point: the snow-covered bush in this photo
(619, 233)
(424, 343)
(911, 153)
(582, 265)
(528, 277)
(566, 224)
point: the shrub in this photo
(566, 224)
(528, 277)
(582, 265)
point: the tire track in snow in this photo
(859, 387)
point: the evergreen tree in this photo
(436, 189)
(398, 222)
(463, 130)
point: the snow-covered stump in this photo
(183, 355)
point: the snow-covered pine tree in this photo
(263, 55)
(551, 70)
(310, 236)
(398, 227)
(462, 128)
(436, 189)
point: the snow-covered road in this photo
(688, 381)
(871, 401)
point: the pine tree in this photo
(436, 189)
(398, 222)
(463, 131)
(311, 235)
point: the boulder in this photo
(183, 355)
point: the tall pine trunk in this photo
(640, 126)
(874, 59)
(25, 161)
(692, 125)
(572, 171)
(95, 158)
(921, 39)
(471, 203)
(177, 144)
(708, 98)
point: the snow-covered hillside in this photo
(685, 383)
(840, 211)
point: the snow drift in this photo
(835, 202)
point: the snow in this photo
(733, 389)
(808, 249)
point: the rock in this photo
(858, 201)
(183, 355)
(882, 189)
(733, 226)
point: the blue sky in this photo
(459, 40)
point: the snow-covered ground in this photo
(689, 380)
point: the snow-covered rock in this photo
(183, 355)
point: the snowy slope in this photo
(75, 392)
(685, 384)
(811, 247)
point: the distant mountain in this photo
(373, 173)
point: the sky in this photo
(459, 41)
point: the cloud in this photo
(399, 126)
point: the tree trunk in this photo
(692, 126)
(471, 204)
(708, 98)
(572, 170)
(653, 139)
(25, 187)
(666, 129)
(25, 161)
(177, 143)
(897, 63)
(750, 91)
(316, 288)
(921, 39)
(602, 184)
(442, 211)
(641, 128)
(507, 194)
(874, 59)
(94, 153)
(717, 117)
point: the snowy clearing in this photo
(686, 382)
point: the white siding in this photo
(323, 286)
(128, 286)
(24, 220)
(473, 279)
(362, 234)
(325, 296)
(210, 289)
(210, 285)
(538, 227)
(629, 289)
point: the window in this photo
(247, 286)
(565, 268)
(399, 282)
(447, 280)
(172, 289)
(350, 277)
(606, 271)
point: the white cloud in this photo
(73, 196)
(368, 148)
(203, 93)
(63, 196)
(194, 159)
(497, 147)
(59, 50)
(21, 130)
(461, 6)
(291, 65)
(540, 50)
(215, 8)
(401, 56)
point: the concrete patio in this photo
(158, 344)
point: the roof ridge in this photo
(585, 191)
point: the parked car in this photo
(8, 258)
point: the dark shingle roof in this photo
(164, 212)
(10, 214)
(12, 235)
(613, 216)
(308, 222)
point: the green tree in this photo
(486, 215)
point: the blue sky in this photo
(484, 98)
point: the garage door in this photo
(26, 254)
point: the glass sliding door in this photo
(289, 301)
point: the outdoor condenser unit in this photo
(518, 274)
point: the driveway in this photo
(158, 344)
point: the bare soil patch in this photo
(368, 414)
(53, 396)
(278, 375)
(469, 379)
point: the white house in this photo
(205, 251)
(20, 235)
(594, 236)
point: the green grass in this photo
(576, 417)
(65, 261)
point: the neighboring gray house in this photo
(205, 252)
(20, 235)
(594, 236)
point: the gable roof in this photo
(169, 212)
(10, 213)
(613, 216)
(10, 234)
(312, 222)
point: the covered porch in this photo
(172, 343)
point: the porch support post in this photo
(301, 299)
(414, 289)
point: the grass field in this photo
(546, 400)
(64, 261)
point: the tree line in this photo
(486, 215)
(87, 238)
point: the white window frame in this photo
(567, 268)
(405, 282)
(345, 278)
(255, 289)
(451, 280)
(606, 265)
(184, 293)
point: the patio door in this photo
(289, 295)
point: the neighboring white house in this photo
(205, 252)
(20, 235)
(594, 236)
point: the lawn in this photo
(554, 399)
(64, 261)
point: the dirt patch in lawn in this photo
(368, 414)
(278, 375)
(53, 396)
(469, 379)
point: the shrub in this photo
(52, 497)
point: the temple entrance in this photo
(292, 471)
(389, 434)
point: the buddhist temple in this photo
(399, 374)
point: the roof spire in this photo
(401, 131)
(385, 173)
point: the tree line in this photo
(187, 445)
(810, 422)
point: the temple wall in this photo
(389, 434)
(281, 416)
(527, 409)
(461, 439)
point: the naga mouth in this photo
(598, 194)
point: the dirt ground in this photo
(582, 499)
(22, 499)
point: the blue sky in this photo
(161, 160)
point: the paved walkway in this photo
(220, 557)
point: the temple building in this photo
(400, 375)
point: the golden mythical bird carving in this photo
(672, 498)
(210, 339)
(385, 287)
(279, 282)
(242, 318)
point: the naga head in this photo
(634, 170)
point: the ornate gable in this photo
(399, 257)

━━━━━━━━━━

#### TRY IT:
Would you please transcribe all of the entries above exactly?

#### ANSWER TO THIS EXERCISE:
point: the snow-covered bush in this photo
(619, 233)
(424, 343)
(911, 153)
(582, 265)
(528, 277)
(566, 224)
point: the shrub in this photo
(566, 224)
(528, 277)
(582, 265)
point: the tire track in snow in this photo
(859, 387)
point: the evergreen tree in this photo
(436, 189)
(398, 222)
(463, 130)
point: the snow-covered stump in this photo
(183, 355)
point: the snow-covered pine tree in this photo
(263, 55)
(551, 70)
(310, 236)
(398, 227)
(462, 128)
(436, 189)
point: the snow-covered road in this photo
(688, 381)
(871, 401)
point: the pine tree in this photo
(436, 189)
(398, 222)
(463, 131)
(311, 235)
point: the boulder in this photo
(183, 355)
point: the tall pine trunk in this photo
(640, 126)
(874, 59)
(25, 161)
(692, 125)
(572, 171)
(95, 158)
(921, 39)
(471, 203)
(177, 144)
(708, 98)
point: the snow-covered hillside in this photo
(685, 383)
(840, 211)
point: the snow drift in this photo
(835, 202)
point: the snow in this photo
(733, 389)
(808, 249)
point: the rock in this photo
(858, 201)
(183, 355)
(882, 189)
(733, 226)
point: the blue sky in this photo
(459, 40)
point: the snow-covered ground in this photo
(689, 380)
point: the snow-covered rock in this photo
(183, 355)
point: the snowy slope in this photo
(75, 392)
(685, 384)
(811, 247)
point: the distant mountain in this photo
(373, 173)
point: the sky in this photo
(459, 41)
point: the cloud in this photo
(399, 126)
point: the tree trunk in this photo
(692, 126)
(471, 204)
(708, 98)
(572, 170)
(653, 139)
(25, 187)
(666, 129)
(25, 161)
(177, 143)
(897, 63)
(750, 91)
(316, 288)
(921, 39)
(602, 184)
(442, 211)
(641, 128)
(507, 194)
(874, 59)
(94, 153)
(717, 117)
point: the snowy clearing in this photo
(686, 382)
point: the white siding in this photo
(323, 286)
(128, 286)
(24, 220)
(473, 279)
(362, 234)
(325, 296)
(210, 289)
(210, 285)
(538, 227)
(629, 289)
point: the window in this photo
(247, 286)
(565, 268)
(399, 282)
(447, 280)
(172, 289)
(350, 277)
(606, 271)
point: the white cloud in this photo
(73, 196)
(368, 148)
(203, 93)
(63, 196)
(194, 159)
(497, 147)
(59, 50)
(21, 130)
(461, 6)
(291, 65)
(540, 50)
(215, 8)
(401, 56)
point: the concrete patio in this photo
(158, 344)
point: the roof ridge in this photo
(585, 191)
point: the parked car in this photo
(8, 258)
point: the dark shingle roof in this photo
(164, 212)
(10, 214)
(12, 235)
(613, 216)
(308, 222)
point: the green tree in this photo
(486, 215)
point: the blue sky in this photo
(484, 98)
point: the garage door in this photo
(26, 254)
point: the glass sliding door in this photo
(289, 301)
point: the outdoor condenser unit in this photo
(518, 274)
point: the driveway in this photo
(158, 344)
point: the bare soil patch in this photo
(368, 414)
(53, 396)
(278, 375)
(469, 379)
point: the white house in this photo
(205, 251)
(20, 235)
(594, 236)
point: the green grass in this photo
(576, 417)
(65, 261)
point: the neighboring gray house in this photo
(205, 252)
(20, 235)
(594, 236)
point: the gable roof in this photo
(169, 212)
(10, 213)
(613, 216)
(10, 234)
(312, 222)
point: the covered porch in this photo
(172, 343)
point: the porch support post in this photo
(301, 299)
(414, 289)
point: the grass field in this photo
(546, 400)
(64, 261)
point: the tree line in this photo
(486, 215)
(87, 238)
point: the white window frame in this photo
(567, 268)
(405, 282)
(345, 278)
(255, 289)
(451, 280)
(606, 265)
(184, 293)
point: the patio door in this photo
(289, 295)
point: the neighboring white house in this photo
(205, 252)
(20, 235)
(594, 236)
point: the lawn in this photo
(554, 399)
(64, 261)
point: the dirt patch in lawn in this photo
(368, 414)
(278, 375)
(53, 396)
(469, 379)
point: the shrub in this photo
(52, 497)
point: the temple entrance in this photo
(292, 471)
(389, 434)
point: the buddhist temple in this photo
(399, 374)
point: the roof spire in this photo
(401, 131)
(385, 173)
point: the tree line in this photo
(187, 445)
(810, 422)
point: the temple wall in this photo
(389, 434)
(281, 416)
(527, 409)
(461, 439)
point: the naga mouth in this photo
(598, 194)
point: the dirt ground in this photo
(582, 499)
(22, 499)
point: the blue sky in this photo
(161, 160)
point: the paved walkway in this photo
(220, 557)
point: the temple building in this photo
(400, 375)
point: the golden mythical bird carving in this photo
(672, 498)
(210, 339)
(385, 287)
(279, 282)
(242, 318)
point: the naga head in this photo
(634, 170)
point: the ornate gable in this photo
(399, 257)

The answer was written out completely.